== Exercise data

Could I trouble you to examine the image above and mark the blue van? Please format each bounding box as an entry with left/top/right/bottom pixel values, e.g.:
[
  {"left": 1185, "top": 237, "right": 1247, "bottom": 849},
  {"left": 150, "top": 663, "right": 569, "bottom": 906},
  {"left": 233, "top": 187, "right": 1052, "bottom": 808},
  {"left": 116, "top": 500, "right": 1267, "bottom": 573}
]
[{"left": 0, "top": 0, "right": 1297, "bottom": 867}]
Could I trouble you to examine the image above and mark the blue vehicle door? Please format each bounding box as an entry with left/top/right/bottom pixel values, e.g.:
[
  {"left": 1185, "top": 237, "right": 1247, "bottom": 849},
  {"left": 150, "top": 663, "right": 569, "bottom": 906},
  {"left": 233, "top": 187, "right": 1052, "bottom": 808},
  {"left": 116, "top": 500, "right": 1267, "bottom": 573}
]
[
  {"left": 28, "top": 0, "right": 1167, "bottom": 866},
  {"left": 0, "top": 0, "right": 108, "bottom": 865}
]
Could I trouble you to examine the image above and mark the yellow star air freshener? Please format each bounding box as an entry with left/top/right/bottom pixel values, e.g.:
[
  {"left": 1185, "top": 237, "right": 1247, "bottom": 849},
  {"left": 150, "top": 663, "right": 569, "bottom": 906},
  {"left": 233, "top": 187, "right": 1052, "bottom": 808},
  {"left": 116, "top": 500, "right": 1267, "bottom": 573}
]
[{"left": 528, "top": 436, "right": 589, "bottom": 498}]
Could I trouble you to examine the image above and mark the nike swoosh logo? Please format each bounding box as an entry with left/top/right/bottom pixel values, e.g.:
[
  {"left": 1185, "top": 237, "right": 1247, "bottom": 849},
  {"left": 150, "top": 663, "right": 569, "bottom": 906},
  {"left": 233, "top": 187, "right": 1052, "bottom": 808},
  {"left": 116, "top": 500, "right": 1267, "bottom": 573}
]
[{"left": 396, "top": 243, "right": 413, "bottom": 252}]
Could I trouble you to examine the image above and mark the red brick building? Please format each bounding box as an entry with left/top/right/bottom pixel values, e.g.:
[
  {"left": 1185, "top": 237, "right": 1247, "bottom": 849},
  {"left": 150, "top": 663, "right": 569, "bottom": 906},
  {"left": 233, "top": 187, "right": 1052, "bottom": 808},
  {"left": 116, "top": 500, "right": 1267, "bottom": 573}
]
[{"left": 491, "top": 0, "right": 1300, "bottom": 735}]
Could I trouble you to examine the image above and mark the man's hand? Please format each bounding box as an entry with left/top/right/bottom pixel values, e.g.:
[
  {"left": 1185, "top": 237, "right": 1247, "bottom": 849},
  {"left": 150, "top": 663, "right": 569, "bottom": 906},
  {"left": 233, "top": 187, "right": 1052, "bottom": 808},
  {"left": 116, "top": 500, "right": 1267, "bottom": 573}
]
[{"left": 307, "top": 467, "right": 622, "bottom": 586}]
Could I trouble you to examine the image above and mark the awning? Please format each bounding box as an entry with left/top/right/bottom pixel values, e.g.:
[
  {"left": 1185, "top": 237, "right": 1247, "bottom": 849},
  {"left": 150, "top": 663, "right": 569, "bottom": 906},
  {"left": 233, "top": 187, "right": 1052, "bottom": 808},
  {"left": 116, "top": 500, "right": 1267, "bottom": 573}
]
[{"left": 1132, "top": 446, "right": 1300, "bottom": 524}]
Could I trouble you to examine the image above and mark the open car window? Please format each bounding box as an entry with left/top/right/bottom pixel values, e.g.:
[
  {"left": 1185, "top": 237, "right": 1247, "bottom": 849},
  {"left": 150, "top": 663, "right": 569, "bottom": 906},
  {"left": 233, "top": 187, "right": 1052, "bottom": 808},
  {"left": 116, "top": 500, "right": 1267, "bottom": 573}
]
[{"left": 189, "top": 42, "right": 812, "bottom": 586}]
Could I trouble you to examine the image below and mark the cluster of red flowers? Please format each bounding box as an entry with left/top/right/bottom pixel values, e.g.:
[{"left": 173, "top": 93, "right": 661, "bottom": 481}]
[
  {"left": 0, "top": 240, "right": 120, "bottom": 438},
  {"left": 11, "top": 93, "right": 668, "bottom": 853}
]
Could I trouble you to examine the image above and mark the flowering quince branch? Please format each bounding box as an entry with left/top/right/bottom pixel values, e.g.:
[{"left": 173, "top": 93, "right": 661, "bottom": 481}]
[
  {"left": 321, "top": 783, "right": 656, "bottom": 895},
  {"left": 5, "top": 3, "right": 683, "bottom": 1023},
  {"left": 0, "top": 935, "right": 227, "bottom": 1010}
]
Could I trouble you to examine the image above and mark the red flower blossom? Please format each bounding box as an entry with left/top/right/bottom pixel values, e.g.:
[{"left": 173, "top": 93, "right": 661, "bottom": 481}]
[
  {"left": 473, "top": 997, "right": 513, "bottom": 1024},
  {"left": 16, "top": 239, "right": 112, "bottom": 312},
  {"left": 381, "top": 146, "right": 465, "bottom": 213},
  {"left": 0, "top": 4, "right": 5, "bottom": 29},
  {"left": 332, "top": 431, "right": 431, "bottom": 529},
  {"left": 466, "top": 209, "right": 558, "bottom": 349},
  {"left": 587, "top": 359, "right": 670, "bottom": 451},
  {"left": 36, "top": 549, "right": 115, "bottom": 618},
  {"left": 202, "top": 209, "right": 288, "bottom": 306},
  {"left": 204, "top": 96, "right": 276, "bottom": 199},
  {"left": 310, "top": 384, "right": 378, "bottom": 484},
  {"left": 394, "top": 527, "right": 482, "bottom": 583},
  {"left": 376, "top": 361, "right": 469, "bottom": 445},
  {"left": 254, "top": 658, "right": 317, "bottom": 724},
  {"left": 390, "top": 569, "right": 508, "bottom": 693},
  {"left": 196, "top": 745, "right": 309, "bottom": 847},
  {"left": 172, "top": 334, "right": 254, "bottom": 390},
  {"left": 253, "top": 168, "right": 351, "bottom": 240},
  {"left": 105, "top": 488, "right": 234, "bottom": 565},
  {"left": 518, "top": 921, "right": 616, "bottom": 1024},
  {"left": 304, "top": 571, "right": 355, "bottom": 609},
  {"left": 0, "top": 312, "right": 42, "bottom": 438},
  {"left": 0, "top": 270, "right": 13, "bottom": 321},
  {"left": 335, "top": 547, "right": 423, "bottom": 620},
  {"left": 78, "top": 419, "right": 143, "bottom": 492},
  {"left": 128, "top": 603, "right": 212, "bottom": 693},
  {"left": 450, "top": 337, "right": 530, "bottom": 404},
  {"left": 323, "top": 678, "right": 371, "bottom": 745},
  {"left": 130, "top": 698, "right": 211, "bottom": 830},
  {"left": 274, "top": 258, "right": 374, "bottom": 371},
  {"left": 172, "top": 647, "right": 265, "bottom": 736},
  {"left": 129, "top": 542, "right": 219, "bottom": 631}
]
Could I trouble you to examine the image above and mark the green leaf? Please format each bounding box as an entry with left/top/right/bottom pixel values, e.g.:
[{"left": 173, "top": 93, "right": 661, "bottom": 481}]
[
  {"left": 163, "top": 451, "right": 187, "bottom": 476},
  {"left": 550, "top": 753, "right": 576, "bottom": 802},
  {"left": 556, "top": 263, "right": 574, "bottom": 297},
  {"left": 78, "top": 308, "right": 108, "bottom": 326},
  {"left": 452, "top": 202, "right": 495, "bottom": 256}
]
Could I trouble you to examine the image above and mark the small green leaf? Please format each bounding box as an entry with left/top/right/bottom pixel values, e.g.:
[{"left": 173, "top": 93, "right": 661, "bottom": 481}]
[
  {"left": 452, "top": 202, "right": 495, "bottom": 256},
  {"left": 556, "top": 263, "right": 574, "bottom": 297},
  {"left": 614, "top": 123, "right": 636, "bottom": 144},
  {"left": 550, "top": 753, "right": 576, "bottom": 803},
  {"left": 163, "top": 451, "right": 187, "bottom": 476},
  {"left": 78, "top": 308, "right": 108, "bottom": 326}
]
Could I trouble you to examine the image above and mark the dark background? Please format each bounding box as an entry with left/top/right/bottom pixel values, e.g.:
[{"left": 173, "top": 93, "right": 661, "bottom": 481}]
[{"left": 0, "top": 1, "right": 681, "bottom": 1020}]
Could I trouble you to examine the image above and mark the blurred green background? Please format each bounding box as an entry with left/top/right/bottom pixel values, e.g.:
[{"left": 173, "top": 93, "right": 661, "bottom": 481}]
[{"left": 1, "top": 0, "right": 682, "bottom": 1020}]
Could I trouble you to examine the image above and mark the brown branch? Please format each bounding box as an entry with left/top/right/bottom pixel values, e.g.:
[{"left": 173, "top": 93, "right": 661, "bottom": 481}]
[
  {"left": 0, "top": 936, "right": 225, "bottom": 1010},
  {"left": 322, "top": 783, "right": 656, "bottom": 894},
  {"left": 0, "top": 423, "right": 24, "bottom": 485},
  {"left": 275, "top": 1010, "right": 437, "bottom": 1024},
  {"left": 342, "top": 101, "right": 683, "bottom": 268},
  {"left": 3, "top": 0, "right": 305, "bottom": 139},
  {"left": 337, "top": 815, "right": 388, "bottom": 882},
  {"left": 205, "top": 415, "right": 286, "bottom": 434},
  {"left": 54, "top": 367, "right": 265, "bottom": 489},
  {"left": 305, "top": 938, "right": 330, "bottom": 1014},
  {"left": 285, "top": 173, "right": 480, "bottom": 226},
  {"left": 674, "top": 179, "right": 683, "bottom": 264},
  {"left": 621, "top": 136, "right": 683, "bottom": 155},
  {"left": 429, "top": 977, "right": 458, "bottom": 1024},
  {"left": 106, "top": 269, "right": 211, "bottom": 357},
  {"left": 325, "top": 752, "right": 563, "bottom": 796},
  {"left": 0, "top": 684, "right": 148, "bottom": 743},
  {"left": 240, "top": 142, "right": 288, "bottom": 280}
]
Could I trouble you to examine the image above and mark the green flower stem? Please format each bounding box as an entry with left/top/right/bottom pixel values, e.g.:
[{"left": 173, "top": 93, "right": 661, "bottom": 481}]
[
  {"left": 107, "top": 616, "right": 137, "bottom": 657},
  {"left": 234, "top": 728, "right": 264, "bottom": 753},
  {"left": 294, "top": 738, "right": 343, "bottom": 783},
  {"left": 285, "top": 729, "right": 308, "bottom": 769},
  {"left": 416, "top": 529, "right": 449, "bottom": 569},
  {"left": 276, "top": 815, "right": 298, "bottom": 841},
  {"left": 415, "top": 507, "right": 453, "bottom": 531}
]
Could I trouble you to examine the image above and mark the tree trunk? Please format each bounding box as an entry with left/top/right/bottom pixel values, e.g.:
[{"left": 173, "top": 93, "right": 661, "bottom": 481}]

====

**Work instructions**. Would you copy all lines in the records where the string "blue" appears?

**Result for this task**.
Could I trouble you to examine the image above and mark the blue van? Please format each bounding box as an entry with left/top/right/bottom pixel values, e.g.:
Could I trouble you to examine the image above and mark the blue vehicle door? Please format each bounding box as an entry with left/top/right/bottom pixel values, e.g.:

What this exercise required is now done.